Required work: Without the pictures, set down every line of the data exactly.
Start of Input data
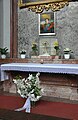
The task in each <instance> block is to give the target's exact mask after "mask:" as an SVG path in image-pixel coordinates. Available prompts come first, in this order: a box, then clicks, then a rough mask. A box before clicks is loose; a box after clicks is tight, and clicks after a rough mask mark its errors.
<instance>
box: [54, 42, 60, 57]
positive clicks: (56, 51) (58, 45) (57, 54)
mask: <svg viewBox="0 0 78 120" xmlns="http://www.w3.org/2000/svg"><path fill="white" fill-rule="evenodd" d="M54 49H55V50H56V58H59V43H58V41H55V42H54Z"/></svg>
End of Input data
Response:
The task in each <instance> block is to give the target's exact mask after "mask:" as an SVG path in image-pixel coordinates. Available prompts come first, in this order: a box, then clicks, then a rough mask. A box before clicks is loose; a box after clicks is tight, and clicks after a rough mask mark its errors.
<instance>
box: [54, 42, 60, 57]
positive clicks: (56, 51) (58, 45) (57, 54)
mask: <svg viewBox="0 0 78 120" xmlns="http://www.w3.org/2000/svg"><path fill="white" fill-rule="evenodd" d="M54 49H55V50H56V58H59V43H58V41H55V42H54Z"/></svg>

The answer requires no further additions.